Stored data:
-=-=-=-=-

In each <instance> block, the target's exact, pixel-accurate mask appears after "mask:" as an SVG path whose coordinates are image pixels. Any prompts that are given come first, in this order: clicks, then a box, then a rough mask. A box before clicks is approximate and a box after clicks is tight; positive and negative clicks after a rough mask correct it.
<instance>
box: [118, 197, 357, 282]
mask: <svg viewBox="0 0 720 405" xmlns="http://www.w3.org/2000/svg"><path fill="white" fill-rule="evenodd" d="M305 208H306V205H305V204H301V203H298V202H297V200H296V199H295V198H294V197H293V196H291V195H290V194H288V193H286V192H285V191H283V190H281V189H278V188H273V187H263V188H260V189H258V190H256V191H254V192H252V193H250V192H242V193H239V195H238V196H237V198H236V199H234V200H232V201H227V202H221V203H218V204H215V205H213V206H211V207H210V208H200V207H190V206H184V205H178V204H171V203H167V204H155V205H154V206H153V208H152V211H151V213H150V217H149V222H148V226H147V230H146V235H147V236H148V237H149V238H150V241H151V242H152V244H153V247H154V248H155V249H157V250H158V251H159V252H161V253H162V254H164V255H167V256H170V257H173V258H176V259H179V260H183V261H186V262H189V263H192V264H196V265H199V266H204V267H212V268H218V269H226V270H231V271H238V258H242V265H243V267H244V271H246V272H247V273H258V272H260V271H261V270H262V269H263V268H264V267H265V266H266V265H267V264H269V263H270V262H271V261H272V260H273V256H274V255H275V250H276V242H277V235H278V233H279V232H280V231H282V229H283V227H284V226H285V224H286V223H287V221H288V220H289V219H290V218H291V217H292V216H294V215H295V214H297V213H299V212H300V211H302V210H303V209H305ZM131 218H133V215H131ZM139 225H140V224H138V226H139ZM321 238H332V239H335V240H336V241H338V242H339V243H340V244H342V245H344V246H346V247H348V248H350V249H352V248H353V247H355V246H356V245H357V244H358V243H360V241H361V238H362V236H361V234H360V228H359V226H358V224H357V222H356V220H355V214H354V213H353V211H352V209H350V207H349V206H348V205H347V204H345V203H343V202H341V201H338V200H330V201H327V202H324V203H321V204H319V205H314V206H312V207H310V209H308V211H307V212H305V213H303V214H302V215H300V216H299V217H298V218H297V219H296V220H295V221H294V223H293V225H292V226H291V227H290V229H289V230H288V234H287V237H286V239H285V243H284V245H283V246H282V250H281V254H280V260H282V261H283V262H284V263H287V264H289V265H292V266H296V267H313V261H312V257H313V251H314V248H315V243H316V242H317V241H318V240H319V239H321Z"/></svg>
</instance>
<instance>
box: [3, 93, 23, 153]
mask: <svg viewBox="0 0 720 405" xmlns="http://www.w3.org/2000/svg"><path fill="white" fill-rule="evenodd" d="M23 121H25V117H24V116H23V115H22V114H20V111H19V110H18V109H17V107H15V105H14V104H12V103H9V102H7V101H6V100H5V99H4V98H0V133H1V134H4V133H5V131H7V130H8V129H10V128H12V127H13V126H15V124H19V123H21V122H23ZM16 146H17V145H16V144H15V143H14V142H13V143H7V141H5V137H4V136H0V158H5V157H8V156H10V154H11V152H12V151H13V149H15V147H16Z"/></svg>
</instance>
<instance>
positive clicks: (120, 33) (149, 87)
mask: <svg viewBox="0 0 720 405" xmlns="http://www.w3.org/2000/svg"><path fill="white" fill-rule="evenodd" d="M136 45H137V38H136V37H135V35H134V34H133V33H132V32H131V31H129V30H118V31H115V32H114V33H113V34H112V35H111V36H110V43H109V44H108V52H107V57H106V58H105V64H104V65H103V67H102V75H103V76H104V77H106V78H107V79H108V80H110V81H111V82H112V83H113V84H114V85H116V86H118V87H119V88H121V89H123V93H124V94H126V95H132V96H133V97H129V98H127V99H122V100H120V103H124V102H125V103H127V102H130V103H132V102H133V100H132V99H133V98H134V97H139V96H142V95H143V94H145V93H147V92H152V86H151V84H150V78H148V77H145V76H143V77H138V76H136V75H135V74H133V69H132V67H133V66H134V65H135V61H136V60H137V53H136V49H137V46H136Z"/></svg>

-=-=-=-=-

**Exercise description**.
Print out each record above exactly, with nothing omitted.

**Response to this task**.
In each <instance> block, the target's exact, pixel-accurate mask appears after "mask:" as an SVG path whose coordinates are image pixels. Any prompts that are given come first, in this order: clicks, then a box, then a rough mask. A box before clicks is approximate and a box after clicks is tight; positive and negative clicks after a rough mask correct it.
<instance>
box: [118, 197, 357, 282]
mask: <svg viewBox="0 0 720 405" xmlns="http://www.w3.org/2000/svg"><path fill="white" fill-rule="evenodd" d="M305 208H306V205H305V204H301V203H298V202H297V200H296V199H295V198H294V197H293V196H291V195H290V194H288V193H286V192H285V191H283V190H281V189H278V188H273V187H263V188H260V189H258V190H256V191H254V192H252V193H250V192H242V193H239V195H238V196H237V198H236V199H234V200H232V201H227V202H221V203H218V204H215V205H213V206H211V207H210V208H200V207H190V206H184V205H178V204H171V203H167V204H155V205H154V206H153V208H152V211H151V213H150V217H149V222H148V226H147V230H146V235H147V236H148V237H149V238H150V241H151V242H152V244H153V247H154V248H155V249H157V250H158V251H159V252H161V253H162V254H164V255H167V256H170V257H173V258H176V259H179V260H183V261H186V262H189V263H192V264H196V265H199V266H204V267H212V268H218V269H226V270H231V271H238V258H242V265H243V267H244V271H246V272H247V273H258V272H260V271H261V270H262V269H263V268H264V267H265V266H266V265H267V264H269V263H270V262H271V261H272V260H273V256H274V255H275V250H276V242H277V235H278V233H279V232H280V231H282V229H283V227H284V226H285V224H286V223H287V221H288V220H289V219H290V218H291V217H292V216H294V215H295V214H297V213H299V212H300V211H302V210H303V209H305ZM131 218H133V215H131ZM139 225H140V224H138V226H139ZM321 238H332V239H335V240H336V241H338V242H339V243H340V244H342V245H344V246H346V247H348V248H350V249H352V248H353V247H355V246H356V245H357V244H358V243H360V241H361V238H362V236H361V234H360V228H359V226H358V224H357V222H356V220H355V214H354V213H353V211H352V209H350V207H349V206H348V205H347V204H345V203H343V202H341V201H338V200H330V201H327V202H324V203H321V204H319V205H314V206H312V207H310V209H308V211H307V212H305V213H303V214H302V215H300V216H299V217H298V218H297V219H296V220H295V221H294V223H293V225H292V226H291V227H290V229H289V230H288V234H287V237H286V239H285V243H284V245H283V246H282V250H281V254H280V260H282V261H283V262H284V263H287V264H289V265H292V266H296V267H313V261H312V257H313V251H314V248H315V243H316V242H317V241H318V240H319V239H321Z"/></svg>
</instance>
<instance>
box: [3, 93, 23, 153]
mask: <svg viewBox="0 0 720 405" xmlns="http://www.w3.org/2000/svg"><path fill="white" fill-rule="evenodd" d="M23 121H25V117H24V116H23V115H22V114H20V111H19V110H18V109H17V107H15V105H14V104H12V103H9V102H7V101H6V100H5V99H4V98H0V133H1V134H4V133H5V131H7V130H8V129H10V128H12V127H13V126H15V124H19V123H21V122H23ZM16 146H17V145H16V144H15V143H14V142H13V143H7V141H5V137H4V136H0V158H5V157H8V156H10V154H11V152H12V151H13V149H15V147H16Z"/></svg>
</instance>
<instance>
positive clicks: (120, 33) (149, 87)
mask: <svg viewBox="0 0 720 405" xmlns="http://www.w3.org/2000/svg"><path fill="white" fill-rule="evenodd" d="M136 45H137V38H136V37H135V35H134V34H133V33H132V32H131V31H129V30H118V31H115V32H114V33H113V34H112V35H111V36H110V43H109V44H108V52H107V57H106V58H105V64H104V65H103V67H102V75H103V76H104V77H106V78H107V79H108V80H110V81H111V82H112V83H113V84H114V85H116V86H118V87H119V88H121V89H123V93H124V94H126V95H132V96H133V97H129V98H127V99H122V100H120V103H124V102H125V103H127V102H130V103H132V102H133V100H132V99H133V98H134V97H139V96H142V95H143V94H145V93H147V92H152V86H151V84H150V78H148V77H145V76H143V77H138V76H136V75H135V74H133V69H132V67H133V66H134V65H135V61H136V60H137V53H136V49H137V46H136Z"/></svg>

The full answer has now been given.